**Work to complete**
Starting from the first line below, count every line holding the word "dome", then state the total alone.

Excerpts from a dataset:
= = = = =
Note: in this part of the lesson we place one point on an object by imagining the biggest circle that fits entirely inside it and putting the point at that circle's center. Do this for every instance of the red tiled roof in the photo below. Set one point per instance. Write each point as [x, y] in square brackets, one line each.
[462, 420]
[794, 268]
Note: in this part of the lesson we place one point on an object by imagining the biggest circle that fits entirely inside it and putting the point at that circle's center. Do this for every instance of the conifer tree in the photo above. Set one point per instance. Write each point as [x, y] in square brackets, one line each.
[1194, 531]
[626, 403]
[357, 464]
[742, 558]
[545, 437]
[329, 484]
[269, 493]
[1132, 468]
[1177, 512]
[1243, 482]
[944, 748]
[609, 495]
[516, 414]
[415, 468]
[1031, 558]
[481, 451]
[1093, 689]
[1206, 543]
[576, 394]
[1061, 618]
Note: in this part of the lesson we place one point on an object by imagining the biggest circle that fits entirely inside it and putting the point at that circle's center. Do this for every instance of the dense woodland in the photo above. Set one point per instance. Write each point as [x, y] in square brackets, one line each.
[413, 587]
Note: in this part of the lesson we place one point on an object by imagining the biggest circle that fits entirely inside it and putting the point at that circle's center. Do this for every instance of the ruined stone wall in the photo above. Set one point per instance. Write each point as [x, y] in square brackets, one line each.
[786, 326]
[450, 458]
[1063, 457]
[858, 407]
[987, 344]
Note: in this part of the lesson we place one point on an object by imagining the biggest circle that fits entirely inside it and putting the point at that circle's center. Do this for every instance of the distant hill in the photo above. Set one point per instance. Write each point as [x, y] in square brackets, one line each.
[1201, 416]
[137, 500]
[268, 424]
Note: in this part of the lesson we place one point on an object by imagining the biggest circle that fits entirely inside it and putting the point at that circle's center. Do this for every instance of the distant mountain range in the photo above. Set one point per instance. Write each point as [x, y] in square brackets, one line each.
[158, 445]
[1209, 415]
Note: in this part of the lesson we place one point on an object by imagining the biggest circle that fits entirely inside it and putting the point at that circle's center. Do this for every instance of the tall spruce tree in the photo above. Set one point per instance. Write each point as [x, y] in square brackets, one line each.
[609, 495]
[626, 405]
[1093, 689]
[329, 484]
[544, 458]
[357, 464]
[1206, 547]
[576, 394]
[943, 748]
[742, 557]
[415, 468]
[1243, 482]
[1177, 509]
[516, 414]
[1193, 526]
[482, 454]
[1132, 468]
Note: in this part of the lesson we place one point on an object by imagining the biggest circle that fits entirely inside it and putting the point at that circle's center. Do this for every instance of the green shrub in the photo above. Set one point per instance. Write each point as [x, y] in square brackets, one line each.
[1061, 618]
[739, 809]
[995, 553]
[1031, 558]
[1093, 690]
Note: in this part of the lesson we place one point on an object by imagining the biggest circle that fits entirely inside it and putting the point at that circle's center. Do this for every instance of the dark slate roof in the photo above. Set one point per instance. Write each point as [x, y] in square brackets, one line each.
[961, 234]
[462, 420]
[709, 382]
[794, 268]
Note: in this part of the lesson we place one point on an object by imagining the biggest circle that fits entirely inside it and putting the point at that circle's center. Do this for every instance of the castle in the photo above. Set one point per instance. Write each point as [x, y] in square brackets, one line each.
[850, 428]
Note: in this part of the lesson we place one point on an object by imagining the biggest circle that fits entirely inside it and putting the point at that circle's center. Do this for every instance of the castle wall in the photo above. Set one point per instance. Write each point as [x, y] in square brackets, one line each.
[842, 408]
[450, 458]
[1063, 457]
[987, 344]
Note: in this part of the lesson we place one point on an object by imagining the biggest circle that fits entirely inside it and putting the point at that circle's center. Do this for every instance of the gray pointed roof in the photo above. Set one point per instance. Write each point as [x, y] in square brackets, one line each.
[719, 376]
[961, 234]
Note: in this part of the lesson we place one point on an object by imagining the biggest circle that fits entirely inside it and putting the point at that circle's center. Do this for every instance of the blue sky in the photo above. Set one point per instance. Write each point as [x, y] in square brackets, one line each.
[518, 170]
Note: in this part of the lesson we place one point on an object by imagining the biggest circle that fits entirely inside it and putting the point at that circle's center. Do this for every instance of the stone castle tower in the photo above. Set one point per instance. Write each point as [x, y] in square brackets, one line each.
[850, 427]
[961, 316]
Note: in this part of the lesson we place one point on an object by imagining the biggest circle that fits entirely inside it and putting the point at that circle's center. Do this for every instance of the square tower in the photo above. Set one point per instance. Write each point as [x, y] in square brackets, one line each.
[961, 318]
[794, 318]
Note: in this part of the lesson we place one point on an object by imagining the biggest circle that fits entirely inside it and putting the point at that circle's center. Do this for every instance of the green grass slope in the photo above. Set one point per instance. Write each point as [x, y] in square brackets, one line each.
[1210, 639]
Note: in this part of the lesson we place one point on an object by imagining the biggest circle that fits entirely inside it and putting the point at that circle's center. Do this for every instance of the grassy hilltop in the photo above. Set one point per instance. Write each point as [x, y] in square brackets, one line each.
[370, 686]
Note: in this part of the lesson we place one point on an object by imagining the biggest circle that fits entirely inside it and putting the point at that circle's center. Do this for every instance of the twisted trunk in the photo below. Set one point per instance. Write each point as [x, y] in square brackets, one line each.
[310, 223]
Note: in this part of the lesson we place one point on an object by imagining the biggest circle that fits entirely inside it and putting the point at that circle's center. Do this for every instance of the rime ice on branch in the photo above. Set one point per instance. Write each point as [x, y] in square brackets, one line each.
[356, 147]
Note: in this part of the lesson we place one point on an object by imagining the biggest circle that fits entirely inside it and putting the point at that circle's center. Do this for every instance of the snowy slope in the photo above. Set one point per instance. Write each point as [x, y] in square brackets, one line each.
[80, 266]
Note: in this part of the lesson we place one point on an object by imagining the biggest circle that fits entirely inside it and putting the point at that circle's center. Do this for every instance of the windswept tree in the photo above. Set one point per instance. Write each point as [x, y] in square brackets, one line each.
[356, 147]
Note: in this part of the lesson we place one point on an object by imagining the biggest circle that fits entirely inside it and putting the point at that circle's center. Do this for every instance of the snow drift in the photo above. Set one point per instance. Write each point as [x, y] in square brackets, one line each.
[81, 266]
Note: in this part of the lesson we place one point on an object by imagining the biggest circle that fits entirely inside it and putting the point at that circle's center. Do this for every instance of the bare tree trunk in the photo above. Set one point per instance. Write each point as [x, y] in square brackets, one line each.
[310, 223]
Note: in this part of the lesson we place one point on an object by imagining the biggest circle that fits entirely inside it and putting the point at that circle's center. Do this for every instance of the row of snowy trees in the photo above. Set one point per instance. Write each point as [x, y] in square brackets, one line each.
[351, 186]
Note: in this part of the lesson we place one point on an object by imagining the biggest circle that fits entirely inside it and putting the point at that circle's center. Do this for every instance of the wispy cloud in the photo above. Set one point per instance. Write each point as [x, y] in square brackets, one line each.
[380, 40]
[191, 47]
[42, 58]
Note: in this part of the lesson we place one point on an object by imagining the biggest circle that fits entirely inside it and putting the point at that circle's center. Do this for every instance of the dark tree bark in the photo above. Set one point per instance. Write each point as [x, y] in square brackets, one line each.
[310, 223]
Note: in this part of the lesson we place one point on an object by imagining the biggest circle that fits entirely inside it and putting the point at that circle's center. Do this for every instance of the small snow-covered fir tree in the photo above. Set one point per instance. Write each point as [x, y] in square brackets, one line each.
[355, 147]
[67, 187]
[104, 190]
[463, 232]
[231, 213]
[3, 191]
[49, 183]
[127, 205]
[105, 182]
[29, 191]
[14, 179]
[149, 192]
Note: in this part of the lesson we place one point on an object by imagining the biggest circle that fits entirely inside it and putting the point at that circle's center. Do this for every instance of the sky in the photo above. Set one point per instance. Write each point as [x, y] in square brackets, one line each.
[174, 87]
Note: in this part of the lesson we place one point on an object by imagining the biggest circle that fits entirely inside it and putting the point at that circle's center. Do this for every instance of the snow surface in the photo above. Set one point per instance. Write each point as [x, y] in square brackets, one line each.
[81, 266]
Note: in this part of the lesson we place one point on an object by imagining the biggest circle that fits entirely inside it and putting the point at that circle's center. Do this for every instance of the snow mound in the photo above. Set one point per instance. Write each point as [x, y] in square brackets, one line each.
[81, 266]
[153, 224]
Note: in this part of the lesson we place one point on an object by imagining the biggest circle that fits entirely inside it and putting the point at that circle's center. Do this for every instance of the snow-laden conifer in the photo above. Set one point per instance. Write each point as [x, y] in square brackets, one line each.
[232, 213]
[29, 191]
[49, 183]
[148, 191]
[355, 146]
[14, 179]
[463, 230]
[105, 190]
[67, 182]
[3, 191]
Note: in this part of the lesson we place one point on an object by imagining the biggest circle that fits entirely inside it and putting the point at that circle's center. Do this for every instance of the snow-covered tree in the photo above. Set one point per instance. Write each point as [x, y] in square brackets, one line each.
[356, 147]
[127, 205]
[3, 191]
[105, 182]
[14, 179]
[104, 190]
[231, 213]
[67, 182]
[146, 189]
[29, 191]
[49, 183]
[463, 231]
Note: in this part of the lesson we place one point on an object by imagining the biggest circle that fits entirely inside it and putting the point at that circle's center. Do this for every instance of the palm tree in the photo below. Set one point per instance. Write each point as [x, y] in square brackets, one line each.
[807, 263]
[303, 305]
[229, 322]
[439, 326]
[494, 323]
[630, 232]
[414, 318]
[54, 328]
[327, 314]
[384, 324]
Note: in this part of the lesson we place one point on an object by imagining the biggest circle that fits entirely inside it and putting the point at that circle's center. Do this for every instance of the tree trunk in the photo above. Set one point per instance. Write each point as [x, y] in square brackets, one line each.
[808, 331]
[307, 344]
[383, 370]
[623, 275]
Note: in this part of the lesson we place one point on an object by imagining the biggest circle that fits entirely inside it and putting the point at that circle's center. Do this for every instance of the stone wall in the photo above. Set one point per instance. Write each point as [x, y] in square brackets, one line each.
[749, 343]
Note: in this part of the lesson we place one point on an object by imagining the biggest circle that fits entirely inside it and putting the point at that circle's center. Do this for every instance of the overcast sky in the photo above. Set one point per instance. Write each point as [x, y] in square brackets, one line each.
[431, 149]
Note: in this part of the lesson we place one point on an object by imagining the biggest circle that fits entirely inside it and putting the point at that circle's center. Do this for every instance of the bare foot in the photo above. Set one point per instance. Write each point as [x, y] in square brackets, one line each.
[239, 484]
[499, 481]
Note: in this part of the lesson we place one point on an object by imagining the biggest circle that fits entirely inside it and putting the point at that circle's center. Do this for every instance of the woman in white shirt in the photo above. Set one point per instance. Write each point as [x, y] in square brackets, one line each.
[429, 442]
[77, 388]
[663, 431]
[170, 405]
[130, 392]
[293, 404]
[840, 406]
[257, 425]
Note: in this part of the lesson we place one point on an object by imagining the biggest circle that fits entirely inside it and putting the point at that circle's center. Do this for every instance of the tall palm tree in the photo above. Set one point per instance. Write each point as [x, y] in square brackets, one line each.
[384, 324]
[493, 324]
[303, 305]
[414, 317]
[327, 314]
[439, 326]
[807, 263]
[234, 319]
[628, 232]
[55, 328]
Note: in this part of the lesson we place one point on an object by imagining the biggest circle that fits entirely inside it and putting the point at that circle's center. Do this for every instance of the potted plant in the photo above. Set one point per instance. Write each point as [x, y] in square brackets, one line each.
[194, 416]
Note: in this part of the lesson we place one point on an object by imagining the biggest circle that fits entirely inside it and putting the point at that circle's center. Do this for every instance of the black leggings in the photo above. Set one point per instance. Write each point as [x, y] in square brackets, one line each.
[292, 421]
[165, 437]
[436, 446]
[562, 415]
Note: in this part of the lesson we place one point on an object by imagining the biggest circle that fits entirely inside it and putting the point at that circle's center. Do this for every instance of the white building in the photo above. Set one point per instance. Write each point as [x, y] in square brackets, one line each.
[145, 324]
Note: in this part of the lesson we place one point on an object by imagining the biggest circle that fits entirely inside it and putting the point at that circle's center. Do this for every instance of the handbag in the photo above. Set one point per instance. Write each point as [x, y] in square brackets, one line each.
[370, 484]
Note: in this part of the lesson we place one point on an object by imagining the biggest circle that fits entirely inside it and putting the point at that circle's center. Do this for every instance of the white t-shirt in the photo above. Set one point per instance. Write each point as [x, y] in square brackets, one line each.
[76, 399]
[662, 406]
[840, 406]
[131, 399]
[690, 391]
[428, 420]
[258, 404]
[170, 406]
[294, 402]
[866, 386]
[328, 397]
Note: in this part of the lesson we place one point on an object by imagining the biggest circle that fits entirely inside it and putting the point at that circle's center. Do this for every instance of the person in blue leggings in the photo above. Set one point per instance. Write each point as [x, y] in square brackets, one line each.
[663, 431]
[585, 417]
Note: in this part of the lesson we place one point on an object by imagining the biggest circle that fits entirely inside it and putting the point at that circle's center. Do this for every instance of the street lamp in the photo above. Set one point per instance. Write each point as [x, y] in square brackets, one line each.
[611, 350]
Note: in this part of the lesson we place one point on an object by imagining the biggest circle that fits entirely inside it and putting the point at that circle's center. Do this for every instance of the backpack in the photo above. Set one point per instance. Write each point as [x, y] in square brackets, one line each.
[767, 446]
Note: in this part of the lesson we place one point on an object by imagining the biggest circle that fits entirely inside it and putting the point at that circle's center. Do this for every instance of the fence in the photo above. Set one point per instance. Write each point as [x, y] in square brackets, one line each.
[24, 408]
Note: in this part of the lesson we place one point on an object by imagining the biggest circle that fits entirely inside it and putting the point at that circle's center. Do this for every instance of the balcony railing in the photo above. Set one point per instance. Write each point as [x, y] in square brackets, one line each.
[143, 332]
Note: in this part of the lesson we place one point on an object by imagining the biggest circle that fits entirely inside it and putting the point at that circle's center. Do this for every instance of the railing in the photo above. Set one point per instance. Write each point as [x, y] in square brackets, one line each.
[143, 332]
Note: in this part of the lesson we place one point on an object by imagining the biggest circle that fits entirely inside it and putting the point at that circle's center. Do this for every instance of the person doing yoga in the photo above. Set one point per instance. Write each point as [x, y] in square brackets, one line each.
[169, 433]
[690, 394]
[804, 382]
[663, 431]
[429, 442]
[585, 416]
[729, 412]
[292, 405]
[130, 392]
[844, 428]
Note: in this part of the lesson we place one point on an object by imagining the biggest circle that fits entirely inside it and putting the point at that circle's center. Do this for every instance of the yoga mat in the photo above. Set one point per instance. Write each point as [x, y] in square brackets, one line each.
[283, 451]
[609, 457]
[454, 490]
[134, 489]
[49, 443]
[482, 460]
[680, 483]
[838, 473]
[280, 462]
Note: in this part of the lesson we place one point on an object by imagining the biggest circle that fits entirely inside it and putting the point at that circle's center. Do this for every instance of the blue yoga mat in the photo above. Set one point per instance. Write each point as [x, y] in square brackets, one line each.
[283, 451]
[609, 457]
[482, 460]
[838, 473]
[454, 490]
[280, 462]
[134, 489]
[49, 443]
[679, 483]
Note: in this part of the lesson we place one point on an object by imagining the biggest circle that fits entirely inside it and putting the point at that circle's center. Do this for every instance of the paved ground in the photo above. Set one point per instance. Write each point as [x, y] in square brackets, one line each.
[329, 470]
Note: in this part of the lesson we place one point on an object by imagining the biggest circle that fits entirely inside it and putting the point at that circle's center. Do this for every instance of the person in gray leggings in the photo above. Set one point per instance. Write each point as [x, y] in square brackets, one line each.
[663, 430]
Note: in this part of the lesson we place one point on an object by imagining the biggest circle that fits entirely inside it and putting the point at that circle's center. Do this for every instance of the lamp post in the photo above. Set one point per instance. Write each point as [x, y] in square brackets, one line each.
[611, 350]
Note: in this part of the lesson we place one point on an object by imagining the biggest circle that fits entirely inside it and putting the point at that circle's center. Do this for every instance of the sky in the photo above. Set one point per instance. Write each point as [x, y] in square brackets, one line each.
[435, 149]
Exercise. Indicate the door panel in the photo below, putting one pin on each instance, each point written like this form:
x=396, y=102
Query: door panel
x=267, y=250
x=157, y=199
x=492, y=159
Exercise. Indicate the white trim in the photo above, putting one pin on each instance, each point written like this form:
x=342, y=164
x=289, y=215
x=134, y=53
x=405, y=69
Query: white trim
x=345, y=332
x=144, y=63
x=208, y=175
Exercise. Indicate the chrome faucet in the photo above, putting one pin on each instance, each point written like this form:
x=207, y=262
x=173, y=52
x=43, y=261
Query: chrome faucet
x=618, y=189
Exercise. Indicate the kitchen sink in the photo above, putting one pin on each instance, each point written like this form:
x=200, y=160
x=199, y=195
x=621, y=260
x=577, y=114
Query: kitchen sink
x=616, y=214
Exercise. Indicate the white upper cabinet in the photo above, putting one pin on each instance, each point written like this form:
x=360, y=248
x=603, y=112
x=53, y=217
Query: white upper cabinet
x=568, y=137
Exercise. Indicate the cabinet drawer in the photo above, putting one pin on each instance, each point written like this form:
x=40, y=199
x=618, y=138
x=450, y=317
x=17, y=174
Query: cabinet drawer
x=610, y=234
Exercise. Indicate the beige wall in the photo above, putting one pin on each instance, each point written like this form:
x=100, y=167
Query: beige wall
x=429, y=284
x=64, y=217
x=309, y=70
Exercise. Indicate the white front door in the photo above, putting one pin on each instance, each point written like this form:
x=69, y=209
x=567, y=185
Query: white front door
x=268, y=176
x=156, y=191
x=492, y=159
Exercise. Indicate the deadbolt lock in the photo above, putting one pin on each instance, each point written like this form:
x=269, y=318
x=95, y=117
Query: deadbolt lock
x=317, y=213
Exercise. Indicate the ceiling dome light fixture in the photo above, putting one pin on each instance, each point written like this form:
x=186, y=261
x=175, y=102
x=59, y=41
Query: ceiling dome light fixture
= = = = =
**Answer box**
2